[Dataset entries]
== Segment start ==

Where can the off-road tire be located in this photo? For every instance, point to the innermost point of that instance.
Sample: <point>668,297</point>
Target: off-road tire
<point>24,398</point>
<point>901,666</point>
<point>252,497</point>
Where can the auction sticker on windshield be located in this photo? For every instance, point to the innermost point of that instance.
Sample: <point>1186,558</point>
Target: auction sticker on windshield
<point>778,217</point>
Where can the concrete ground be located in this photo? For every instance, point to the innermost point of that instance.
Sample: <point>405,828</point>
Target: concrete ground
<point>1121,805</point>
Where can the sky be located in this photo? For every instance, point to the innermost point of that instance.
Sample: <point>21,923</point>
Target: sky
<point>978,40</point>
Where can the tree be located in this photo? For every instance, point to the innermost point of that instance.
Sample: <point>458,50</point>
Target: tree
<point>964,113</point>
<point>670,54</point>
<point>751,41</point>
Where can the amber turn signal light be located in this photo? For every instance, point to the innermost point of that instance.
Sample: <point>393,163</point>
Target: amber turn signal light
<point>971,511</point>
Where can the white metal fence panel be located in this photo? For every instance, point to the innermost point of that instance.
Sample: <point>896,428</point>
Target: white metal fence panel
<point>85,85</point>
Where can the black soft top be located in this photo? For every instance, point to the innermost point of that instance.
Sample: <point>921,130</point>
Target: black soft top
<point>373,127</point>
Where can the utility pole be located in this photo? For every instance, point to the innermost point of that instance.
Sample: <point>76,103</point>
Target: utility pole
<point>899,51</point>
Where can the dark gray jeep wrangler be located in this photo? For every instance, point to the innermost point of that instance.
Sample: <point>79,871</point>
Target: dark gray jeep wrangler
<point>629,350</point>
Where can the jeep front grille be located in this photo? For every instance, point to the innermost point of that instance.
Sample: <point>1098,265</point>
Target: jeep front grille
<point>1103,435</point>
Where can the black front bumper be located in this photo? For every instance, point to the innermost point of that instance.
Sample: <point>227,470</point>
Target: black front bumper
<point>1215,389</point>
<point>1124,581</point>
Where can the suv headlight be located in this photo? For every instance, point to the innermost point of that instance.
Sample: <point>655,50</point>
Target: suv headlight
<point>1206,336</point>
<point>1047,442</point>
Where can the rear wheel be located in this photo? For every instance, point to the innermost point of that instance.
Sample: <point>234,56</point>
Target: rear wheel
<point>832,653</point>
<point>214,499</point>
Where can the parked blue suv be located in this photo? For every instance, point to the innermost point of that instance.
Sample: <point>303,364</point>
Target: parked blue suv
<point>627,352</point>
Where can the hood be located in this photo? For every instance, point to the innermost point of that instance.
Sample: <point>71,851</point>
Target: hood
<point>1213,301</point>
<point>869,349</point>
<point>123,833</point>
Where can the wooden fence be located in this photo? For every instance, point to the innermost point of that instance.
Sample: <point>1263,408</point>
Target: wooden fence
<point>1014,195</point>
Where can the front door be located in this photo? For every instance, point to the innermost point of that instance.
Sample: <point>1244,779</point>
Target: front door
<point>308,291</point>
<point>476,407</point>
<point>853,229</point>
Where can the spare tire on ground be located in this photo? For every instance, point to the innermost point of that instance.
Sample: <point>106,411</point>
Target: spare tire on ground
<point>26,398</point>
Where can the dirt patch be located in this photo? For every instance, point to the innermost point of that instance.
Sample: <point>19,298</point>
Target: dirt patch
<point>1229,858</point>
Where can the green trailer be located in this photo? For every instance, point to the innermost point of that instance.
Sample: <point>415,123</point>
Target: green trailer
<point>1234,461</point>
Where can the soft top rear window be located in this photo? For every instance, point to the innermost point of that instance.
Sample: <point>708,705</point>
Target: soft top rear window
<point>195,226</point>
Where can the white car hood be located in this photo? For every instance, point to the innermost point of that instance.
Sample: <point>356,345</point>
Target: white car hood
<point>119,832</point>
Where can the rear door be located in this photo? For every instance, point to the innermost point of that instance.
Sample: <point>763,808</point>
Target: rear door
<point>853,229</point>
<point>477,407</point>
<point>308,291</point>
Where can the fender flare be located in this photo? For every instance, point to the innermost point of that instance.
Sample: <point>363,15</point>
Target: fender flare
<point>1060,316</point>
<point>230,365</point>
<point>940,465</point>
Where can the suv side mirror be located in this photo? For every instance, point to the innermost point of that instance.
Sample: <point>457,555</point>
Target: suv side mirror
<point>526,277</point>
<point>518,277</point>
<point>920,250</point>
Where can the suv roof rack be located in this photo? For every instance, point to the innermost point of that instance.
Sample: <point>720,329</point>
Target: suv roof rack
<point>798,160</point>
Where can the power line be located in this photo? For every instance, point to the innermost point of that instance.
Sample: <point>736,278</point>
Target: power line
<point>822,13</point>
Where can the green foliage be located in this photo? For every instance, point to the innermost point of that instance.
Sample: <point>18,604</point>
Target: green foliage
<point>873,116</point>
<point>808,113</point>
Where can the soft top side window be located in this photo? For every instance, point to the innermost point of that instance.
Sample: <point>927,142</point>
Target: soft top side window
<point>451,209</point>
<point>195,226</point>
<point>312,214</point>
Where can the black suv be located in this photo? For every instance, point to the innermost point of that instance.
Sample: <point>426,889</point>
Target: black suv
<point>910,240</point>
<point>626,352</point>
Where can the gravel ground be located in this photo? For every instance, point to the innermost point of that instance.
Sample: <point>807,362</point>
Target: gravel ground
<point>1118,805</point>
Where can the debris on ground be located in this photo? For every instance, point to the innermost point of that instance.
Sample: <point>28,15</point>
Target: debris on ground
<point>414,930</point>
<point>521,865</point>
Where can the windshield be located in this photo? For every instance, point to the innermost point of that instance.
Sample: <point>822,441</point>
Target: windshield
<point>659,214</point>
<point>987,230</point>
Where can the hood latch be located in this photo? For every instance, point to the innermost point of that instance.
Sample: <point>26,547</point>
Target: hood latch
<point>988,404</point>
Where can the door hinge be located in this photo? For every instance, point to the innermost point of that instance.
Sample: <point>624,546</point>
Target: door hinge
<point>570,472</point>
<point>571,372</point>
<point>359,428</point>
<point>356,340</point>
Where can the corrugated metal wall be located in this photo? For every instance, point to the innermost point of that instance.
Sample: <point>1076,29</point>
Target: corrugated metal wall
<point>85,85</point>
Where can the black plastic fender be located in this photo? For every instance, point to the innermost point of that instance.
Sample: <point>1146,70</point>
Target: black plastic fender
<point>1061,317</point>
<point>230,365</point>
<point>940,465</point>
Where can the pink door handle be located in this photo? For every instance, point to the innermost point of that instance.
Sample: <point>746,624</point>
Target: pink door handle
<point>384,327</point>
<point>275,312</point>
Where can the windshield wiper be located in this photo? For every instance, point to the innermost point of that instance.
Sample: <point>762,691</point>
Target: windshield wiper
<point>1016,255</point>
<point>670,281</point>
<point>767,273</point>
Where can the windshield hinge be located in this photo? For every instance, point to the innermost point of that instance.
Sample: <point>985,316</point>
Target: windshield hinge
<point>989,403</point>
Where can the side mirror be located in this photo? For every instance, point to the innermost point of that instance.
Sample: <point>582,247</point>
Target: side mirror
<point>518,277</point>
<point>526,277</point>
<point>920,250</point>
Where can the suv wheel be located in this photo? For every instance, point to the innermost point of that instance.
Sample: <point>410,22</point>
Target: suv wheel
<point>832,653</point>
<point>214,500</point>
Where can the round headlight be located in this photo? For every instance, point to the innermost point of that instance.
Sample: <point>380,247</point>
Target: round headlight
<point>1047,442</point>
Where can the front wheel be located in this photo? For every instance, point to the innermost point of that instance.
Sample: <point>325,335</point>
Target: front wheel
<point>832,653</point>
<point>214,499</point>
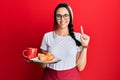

== Segment end ==

Instructions to follow:
Without any pictures, please reproduce the full set of entries.

Task result:
Where can the off-road tire be located in this photo? For every instance, point to the innermost point of that instance.
Sample: <point>668,297</point>
Target: off-road tire
<point>24,398</point>
<point>901,666</point>
<point>252,497</point>
Where can the auction sticker on windshield be located in this photo? For every instance, point to the innermost point of that instance.
Sample: <point>1186,558</point>
Target: auction sticker on windshield
<point>778,217</point>
Where can the concrete ground be located in this photo? For every instance, point to the innermost point of that instance.
Sample: <point>405,828</point>
Target: concrete ground
<point>1121,805</point>
Where can the sky be located in this photo? For every instance, point to the innermost point of that instance.
Sample: <point>21,923</point>
Target: sky
<point>978,40</point>
Where can the tree be located in this photo? For every instance, point to the innermost point of that instance.
Sample: <point>458,50</point>
Target: tree
<point>964,113</point>
<point>670,54</point>
<point>751,41</point>
Where can the amber turn signal light be located in this photo? For every instance, point to the innermost point of that instance.
Sample: <point>393,163</point>
Target: amber turn signal light
<point>971,511</point>
Where can the white metal fence panel be located in this photo? For every instance, point to the innermost point of that instance.
Sample: <point>896,428</point>
Target: white metal fence panel
<point>85,85</point>
Where can the black soft top be located in this photo? For every instance, point to the innermost point of that instance.
Sample: <point>921,130</point>
Target: black soft top
<point>373,127</point>
Where can the utility pole be located in this photo? For every instance, point to the innermost point of that instance.
Sample: <point>76,103</point>
Target: utility pole
<point>899,51</point>
Where can the dark gray jeep wrangler be located in this photo? For every instance, point to the innermost point of that instance.
Sample: <point>79,871</point>
Target: dark gray jeep wrangler
<point>629,350</point>
Where can the jeep front grille be located in this photo? For every instance, point to the innermost point of that instance.
Sample: <point>1098,265</point>
Target: jeep front grille
<point>1103,435</point>
Where can the black front bumper be located in this photo? For every instance, point to the innermost point of that instance.
Sample: <point>227,470</point>
Target: black front bumper
<point>1215,389</point>
<point>1124,581</point>
Where can the suv headlight be located in this photo? For every instance, point to the innermost point of that instance.
Sample: <point>655,50</point>
Target: suv headlight
<point>1206,336</point>
<point>1047,442</point>
Where can the rear wheel be located in this photo? For every instance, point to the innermost point of that instance.
Sample: <point>234,56</point>
Target: rear wheel
<point>832,653</point>
<point>214,499</point>
Where can the parked blue suv be located in this photo? For every instance, point to the innermost point of that instance.
Sample: <point>303,364</point>
Target: parked blue suv
<point>627,352</point>
Where can the hood be located in this photo? For every instance, point to the innermost point of that instance.
Sample: <point>71,851</point>
Target: hood
<point>1213,301</point>
<point>869,349</point>
<point>123,833</point>
Where can the wooden fence be located in this photo? For every instance, point to the innermost point of that instance.
Sample: <point>1263,408</point>
Target: wooden fence
<point>1014,195</point>
Where can the front door be located in this photo? For every instance, point to the innermost point of that instance.
Sample: <point>1244,779</point>
Target: front door
<point>308,291</point>
<point>476,407</point>
<point>853,229</point>
Where can the spare tire on ground be located in this photo? For every instance, point to the innermost point of that instance.
Sample: <point>106,411</point>
Target: spare tire on ground
<point>26,398</point>
Where can the dirt patch be located in this photo? For every instance, point to the innermost point of that instance.
Sample: <point>19,298</point>
Target: dirt patch
<point>1229,858</point>
Where can the green trailer be located in this photo? For every instance, point to the innermost point of that instance.
Sample: <point>415,123</point>
Target: green trailer
<point>1234,461</point>
Where can the soft top rear window be located in this photo? For every instance, point to the innermost point of that instance.
Sample: <point>708,705</point>
Target: soft top rear window
<point>195,226</point>
Where can the white car hood be located in this photo? For every instance, point to the innermost point of that instance.
Sample: <point>356,345</point>
Target: white car hood
<point>119,832</point>
Where can the rear door be located in this photo? For every instance, point to the innermost point of that instance.
Sample: <point>763,808</point>
Target: rear door
<point>853,229</point>
<point>477,407</point>
<point>308,291</point>
Where can the fender flare be located in this photo? For every instance, point to the innermost point of that instance.
Sample: <point>363,15</point>
Target: fender flare
<point>1060,316</point>
<point>230,365</point>
<point>940,465</point>
Where can the suv side mirror be located in this photo? For every instance, point to the innermost point of that instance.
Sample: <point>457,555</point>
Target: suv side mirror
<point>526,277</point>
<point>518,277</point>
<point>920,250</point>
Where can the suv roof rack be located in this photo? For every instance, point to the innermost point of that instance.
Sample: <point>720,329</point>
Target: suv roof rack
<point>798,160</point>
Where can the power line be located in this photo? For every instance, point to the innermost point of that instance.
Sample: <point>736,278</point>
Target: power line
<point>822,13</point>
Where can the green foliage be located in this photo? For every instance, point to the innermost point of that instance.
Sample: <point>18,604</point>
Target: green foliage
<point>873,116</point>
<point>808,113</point>
Where can the soft top side window be located in this photo? For every instance, point to the innermost point of that instance.
Sample: <point>927,142</point>
Target: soft top side window
<point>451,209</point>
<point>195,226</point>
<point>312,214</point>
Where can the black suv be located in this photo? For every instance, point to the innermost point of that instance.
Sample: <point>426,889</point>
Target: black suv
<point>910,240</point>
<point>626,352</point>
Where can the gravel ground be located in this photo? For every instance, point to the innermost point of that instance.
Sample: <point>807,362</point>
Target: gravel ground
<point>1118,805</point>
Where can the debris on ground be located in this photo? For every instance, point to the innermost point of that instance.
Sample: <point>28,15</point>
Target: debris on ground
<point>414,930</point>
<point>521,865</point>
Where can the windshield be located in this photo? For every instance, point to the innermost point of that instance.
Sample: <point>822,441</point>
Target: windshield
<point>659,214</point>
<point>987,230</point>
Where can the hood latch be located in this photo? For every instance, point to the innermost point of that instance.
Sample: <point>26,547</point>
Target: hood latch
<point>988,404</point>
Where can the door hinge be located in this photo? For every instance, point to the innermost point of that instance.
Sample: <point>624,546</point>
Target: door hinge
<point>570,472</point>
<point>571,372</point>
<point>359,428</point>
<point>356,340</point>
Where can the corrugated metal wall be located in this photo? For every instance, point to the innermost point of that instance.
Sample: <point>1076,29</point>
Target: corrugated metal wall
<point>85,85</point>
Where can the black plastic fender be located in this photo? For every instance, point to the innermost point of that instance.
Sample: <point>1146,70</point>
Target: black plastic fender
<point>1061,317</point>
<point>230,365</point>
<point>940,465</point>
Where can the pink door handle be located in this photo? For every instance, point to the innermost point of that instance.
Sample: <point>746,624</point>
Target: pink door handle
<point>384,327</point>
<point>275,312</point>
Where can the windshield wiper be located in this photo? For every instance, point to the innermost point of that instance.
Sample: <point>762,691</point>
Target: windshield wiper
<point>1016,255</point>
<point>670,281</point>
<point>767,273</point>
Where can the windshield hinge be located in this photo? For every instance, point to the innermost point of that instance.
Sample: <point>985,316</point>
Target: windshield hinge
<point>989,403</point>
Where can the side mirror be located in this photo? For every instance, point to the innermost point of that instance.
Sample: <point>582,247</point>
Target: side mirror
<point>518,277</point>
<point>526,277</point>
<point>920,250</point>
Where can the suv wheel be located in this photo? For every instance, point to the innermost point of that instance.
Sample: <point>410,22</point>
Target: suv wheel
<point>832,653</point>
<point>214,500</point>
Where can the round headlight be located in this photo? For every instance, point to the innermost point of that instance.
Sample: <point>380,247</point>
Target: round headlight
<point>1047,442</point>
Where can the front wheel be located in this photo? For every instance, point to the innermost point of that instance.
Sample: <point>325,335</point>
Target: front wheel
<point>832,653</point>
<point>214,499</point>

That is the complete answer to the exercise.